A Tribute to Two Friends

 Fourteen years ago next month God gave us an extraordinary gift: a home church and two teachers through whom He changed our lives. God had already revealed the Lord Jesus to us and had gently but powerfully led us out of Adventism. We were new Christians, overwhelmed with actually feeling love for Jesus (who was not an archangel and who was not embroiled in an unresolved controversy with Satan), and disoriented by the loss of our culture, our familiar relationships, and most of our clients. And then God brought us to Trinity Church.

Gary Inrig was preaching through the book of Ephesians that fall in 1998, and I will never forget the day we knew our Father had brought us to the place he wanted us to settle. Gary preached on Ephesians 2:1-4, emphasizing that we all had been dead in sin, by nature objects of wrath, but in His great mercy He had made us alive in Christ. I felt as if Gary were preaching directly to me, telling me my own story, and knowing that God had brought us to a new home. Richard and I both were near tears throughout the service, and when we arrived home, almost unable to articulate the impact of that morning, we agreed. We would stay at Trinity.

As the months passed, God began to deprogram our Adventist worldview. First, Gary smashed my ignorant (and arrogant) conception of evangelicals as anti-intellectual. He preached without notes, referred to the meanings of the Greek text underlying the passages, and quoted supporting Scriptures from both testaments as needed to make comparisons or to add insight into a passage. He was clearly brilliant—but he was not arrogant. He knew and loved Scripture, and he brought every sermon back to Jesus and the gospel. Richard and I woke up excited on Sunday mornings because we knew we would be fed the Word with a clarity and depth we had never experienced before. 

And then I met Elizabeth Inrig. As the pastor of women at Trinity, she wrote her own inductive Bible studies each year for the several hundred women who registered for her study each fall. Elizabeth loved the Bible and loved to laugh. She was vulnerable and openly submitted her own life to the word of God as she challenged us to do the same. She loved her husband and loved her children and now her grandchildren—and she also loved to learn. We all celebrated when she graduated from Trinity Evangelical Divinity School with her doctorate in ministry. 

Just a few months after we came to Trinity, we and a small group of fellow “formers” started a weekly Bible study, Former Adventist Fellowship (FAF), and the church accepted it as one of its ministries. From the beginning Gary “owned” us and took the role of our pastoral advisor. During those early months, Gary helped us unpack several of our Adventist strongholds. He spent one Friday evening with us teaching what the Bible says about death as opposed to our understanding of soul sleep. That night Gary shattered another of my unconscious “Ellenisms”. When he used the parable of the rich man and Lazarus to show that Jesus Himself taught that death is not unconscious, we shot back, “Oh, that’s just a parable!” To which Gary replied, “Jesus would never use an untruth to teach a truth.”

(Object position labeling entries)
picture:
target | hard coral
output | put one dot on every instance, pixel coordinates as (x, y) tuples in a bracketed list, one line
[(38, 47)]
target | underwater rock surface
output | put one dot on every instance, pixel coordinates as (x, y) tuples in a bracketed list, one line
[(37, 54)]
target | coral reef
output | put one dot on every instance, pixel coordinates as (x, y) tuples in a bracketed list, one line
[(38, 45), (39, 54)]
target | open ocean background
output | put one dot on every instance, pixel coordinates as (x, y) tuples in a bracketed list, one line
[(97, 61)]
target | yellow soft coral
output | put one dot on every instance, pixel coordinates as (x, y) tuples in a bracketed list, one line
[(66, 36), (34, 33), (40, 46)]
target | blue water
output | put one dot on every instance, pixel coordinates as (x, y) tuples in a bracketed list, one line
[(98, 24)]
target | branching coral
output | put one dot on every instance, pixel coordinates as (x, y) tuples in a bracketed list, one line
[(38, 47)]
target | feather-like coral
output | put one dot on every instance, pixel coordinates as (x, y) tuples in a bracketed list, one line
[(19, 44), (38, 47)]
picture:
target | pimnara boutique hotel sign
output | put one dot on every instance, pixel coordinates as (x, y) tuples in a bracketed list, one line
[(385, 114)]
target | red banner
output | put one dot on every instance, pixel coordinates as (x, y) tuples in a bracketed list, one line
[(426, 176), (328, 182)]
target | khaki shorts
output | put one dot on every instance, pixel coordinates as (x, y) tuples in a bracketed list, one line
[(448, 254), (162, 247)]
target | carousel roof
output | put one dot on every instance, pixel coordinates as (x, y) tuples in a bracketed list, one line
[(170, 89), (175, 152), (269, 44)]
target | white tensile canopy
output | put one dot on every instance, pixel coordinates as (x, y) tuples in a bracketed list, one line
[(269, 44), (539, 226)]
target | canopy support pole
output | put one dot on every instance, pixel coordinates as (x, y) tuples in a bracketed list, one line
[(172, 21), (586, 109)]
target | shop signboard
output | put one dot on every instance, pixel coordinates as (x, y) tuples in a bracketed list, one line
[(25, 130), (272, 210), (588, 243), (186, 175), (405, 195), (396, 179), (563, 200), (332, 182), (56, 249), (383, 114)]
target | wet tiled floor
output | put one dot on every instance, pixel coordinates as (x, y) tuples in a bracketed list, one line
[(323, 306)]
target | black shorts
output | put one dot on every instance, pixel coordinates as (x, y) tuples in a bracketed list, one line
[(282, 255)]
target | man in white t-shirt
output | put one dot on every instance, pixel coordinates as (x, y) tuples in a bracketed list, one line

> **Task instructions**
Continue the tribute to the two friends, starting right after its last sentence.

> **Output for this exercise**
As time passed we realized Gary absorbed many criticisms and complaints about FAF. Situated just outside of Loma Linda, Trinity came under quiet attack for its stand regarding Adventism. Even when some people within Trinity felt our ministry was a political liability, Gary stood firm. He shielded us from the attacks, knowing the issue was the gospel, not merely public relations. He protected us when our group was threatened by a false teacher, and he answered our questions. 

Through Gary’s and Elizabeth’s teaching we learned that God is truly sovereign, that His promises cannot fail because His word cannot fail, and that the Holy Spirit changes us as we submit ourselves to His word. We learned that words matter and context is everything—and we began to submit our minds to Scripture because it is God’s own word to us. 

Then, in 2004, I became the editor of Proclamation! magazine. In 2005 Richard became president of Life Assurance Ministries (LAM), and in 2006 he was fired from Loma Linda University because of his work with LAM and FAF and then contracted to work with LAM. Our absorption of the Inrig’s teaching took on new significance. Increasingly we realized that the magazine and our online interactions with transitioning Adventists would be very different if it weren’t for the deep grounding we continued to receive from Gary and Elizabeth week by week. Their faithful teaching of God’s word to us has not only changed us, but it has prepared us to handle God’s word carefully when we expose false teaching and explain reality as revealed in Scripture.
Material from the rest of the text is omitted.